**Goal**
Please lay out the entries as a Markdown table with the columns Index and Content, numbering each line and leaving out blank lines. Begin at the first line of the entries and stop after the line that contains "[281,577,374,656]".

━━━━━━━━

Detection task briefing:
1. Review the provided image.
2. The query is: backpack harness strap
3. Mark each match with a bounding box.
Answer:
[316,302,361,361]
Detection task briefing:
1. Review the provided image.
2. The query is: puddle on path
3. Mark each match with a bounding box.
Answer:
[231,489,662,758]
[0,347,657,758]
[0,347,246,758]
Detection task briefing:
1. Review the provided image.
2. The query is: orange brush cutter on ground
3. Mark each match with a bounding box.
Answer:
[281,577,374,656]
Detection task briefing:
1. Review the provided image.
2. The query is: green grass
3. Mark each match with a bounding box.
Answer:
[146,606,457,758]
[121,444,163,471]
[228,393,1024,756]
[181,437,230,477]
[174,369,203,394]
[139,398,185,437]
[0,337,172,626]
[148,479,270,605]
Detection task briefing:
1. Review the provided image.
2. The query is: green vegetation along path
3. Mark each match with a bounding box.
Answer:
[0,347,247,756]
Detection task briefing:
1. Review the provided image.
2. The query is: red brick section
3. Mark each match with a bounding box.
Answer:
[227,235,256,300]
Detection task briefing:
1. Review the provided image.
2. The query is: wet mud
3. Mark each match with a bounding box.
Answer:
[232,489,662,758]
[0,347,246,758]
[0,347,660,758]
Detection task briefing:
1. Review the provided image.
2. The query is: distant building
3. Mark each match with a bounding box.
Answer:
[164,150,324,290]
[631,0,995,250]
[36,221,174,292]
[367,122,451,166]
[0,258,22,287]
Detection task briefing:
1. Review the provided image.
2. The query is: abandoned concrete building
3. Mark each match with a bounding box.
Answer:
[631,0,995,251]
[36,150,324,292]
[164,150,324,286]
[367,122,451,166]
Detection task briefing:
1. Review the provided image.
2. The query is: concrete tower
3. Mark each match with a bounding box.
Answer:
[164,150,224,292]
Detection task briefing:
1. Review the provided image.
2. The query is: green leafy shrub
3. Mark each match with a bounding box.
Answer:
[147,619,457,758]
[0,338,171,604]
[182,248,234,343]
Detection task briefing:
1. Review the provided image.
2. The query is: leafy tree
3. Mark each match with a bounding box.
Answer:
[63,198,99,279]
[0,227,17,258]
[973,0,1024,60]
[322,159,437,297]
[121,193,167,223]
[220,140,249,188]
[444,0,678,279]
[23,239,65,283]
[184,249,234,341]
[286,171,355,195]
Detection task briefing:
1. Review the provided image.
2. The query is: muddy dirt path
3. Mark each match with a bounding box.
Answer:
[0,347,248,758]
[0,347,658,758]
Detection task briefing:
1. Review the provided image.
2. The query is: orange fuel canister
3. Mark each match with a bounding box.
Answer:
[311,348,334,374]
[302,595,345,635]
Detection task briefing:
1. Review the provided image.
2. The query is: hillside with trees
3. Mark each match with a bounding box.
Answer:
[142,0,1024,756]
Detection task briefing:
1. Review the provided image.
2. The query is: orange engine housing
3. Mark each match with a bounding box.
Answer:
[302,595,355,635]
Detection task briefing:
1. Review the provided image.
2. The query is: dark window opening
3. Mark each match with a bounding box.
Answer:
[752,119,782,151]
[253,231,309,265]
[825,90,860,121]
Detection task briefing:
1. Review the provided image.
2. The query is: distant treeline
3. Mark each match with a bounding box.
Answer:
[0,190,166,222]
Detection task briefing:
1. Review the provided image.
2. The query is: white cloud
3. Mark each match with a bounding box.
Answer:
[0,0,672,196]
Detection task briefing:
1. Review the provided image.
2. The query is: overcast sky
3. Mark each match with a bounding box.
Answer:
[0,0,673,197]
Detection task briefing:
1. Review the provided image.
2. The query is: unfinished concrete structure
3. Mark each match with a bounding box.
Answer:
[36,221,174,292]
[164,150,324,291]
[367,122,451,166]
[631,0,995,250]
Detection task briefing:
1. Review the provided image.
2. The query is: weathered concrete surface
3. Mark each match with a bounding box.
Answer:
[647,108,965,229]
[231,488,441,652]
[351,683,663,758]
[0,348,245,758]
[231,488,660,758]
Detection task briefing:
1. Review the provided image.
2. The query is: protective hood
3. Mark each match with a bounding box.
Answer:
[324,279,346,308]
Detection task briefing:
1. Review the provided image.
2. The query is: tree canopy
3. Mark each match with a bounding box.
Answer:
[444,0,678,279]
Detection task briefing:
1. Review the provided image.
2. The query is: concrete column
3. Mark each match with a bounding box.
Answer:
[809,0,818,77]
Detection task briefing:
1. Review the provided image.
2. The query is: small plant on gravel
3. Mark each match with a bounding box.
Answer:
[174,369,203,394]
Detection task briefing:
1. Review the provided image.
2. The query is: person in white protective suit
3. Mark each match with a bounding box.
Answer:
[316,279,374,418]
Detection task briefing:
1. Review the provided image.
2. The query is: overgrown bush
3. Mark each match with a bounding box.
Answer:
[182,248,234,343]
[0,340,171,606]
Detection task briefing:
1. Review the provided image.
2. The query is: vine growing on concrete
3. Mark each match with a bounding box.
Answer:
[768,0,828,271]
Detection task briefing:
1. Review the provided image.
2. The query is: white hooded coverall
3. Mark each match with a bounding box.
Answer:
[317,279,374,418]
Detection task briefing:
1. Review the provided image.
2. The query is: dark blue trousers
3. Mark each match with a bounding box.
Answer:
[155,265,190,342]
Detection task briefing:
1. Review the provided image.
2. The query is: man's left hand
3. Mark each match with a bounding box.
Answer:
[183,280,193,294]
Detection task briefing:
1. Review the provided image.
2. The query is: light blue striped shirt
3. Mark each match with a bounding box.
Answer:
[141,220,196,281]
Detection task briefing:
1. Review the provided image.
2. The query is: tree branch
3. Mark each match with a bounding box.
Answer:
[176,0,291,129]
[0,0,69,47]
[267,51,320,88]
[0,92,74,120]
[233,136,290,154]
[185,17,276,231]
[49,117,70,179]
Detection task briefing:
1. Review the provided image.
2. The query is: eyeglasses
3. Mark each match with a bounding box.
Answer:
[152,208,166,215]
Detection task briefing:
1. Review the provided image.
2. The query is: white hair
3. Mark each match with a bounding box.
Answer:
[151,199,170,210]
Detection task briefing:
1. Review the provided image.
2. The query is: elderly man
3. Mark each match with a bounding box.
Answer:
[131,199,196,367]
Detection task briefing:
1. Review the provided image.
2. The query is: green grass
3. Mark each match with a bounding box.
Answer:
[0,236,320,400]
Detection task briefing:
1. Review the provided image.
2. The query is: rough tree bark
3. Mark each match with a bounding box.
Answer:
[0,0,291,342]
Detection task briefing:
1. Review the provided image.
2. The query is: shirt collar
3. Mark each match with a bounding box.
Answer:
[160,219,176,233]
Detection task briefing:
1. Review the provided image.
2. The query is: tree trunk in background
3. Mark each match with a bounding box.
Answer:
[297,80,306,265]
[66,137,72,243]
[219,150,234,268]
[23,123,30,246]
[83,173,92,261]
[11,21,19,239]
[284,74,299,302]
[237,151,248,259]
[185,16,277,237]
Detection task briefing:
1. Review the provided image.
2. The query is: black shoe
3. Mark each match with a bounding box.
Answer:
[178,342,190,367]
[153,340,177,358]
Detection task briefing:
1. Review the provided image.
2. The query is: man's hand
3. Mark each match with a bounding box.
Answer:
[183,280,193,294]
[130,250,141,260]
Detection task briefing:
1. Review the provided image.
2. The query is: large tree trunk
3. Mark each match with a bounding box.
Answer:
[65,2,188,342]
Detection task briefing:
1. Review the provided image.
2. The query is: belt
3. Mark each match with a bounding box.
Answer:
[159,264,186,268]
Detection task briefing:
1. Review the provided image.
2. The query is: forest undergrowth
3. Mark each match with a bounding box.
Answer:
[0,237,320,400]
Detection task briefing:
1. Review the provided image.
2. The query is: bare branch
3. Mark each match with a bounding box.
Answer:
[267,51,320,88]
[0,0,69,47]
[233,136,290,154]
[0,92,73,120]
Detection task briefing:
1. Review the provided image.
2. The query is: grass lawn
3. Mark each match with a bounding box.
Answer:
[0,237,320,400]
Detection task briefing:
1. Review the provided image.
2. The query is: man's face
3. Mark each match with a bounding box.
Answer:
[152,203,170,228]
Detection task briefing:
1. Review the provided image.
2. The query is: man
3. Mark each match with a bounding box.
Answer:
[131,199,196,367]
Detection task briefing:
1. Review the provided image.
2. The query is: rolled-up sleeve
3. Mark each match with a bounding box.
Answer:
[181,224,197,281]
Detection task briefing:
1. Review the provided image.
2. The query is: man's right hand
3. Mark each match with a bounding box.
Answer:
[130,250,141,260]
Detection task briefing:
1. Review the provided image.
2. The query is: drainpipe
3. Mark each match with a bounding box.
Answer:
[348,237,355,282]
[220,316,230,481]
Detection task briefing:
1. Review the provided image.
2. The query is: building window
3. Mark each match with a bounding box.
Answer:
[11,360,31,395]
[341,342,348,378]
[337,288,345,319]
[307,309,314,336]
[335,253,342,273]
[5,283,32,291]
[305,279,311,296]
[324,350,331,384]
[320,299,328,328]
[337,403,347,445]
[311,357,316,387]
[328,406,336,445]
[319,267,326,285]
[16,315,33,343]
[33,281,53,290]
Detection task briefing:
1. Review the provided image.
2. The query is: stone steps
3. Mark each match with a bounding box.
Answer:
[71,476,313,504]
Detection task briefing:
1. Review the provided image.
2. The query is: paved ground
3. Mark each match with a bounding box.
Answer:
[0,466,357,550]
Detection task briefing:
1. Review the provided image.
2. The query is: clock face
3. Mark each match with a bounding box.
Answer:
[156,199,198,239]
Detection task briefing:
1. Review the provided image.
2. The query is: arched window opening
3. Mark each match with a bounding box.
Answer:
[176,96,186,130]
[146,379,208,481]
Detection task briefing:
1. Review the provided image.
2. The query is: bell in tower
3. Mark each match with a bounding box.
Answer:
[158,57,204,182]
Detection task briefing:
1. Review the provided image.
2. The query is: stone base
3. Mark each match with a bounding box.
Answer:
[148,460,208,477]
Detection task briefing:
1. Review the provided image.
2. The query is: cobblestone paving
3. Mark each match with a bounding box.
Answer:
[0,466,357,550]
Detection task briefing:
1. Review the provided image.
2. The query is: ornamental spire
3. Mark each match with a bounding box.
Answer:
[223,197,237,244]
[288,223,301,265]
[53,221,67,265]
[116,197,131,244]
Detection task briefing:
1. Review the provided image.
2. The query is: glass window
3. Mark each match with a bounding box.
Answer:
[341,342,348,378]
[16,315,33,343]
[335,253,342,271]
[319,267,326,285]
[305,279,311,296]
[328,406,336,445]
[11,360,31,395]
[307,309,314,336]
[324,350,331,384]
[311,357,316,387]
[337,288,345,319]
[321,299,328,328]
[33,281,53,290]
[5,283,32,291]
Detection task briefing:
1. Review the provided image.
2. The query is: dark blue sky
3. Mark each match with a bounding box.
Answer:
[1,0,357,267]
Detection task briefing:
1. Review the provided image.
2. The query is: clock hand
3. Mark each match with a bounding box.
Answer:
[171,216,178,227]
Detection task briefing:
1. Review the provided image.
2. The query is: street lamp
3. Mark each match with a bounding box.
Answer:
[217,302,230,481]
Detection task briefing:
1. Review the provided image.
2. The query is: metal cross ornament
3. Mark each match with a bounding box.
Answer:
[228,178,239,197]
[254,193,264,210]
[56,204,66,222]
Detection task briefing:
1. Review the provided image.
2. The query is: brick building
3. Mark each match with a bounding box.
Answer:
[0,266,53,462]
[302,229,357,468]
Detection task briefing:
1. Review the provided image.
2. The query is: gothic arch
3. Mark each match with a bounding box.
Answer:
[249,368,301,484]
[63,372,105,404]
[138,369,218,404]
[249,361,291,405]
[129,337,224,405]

━━━━━━━━

**Response to the task**
| Index | Content |
|---|---|
| 1 | Detection task briefing: |
| 2 | 1. Review the provided image. |
| 3 | 2. The query is: backpack harness strap |
| 4 | 3. Mark each match with a bounding box. |
| 5 | Answer: |
| 6 | [316,302,361,361] |
| 7 | Detection task briefing: |
| 8 | 1. Review the provided image. |
| 9 | 2. The query is: puddle on path |
| 10 | 3. Mark each match with a bounding box. |
| 11 | Answer: |
| 12 | [231,489,662,758] |
| 13 | [0,347,657,758] |
| 14 | [0,347,246,758] |
| 15 | Detection task briefing: |
| 16 | 1. Review the provided image. |
| 17 | 2. The query is: orange brush cutter on ground |
| 18 | 3. Mark each match with a bounding box. |
| 19 | Answer: |
| 20 | [281,577,374,656] |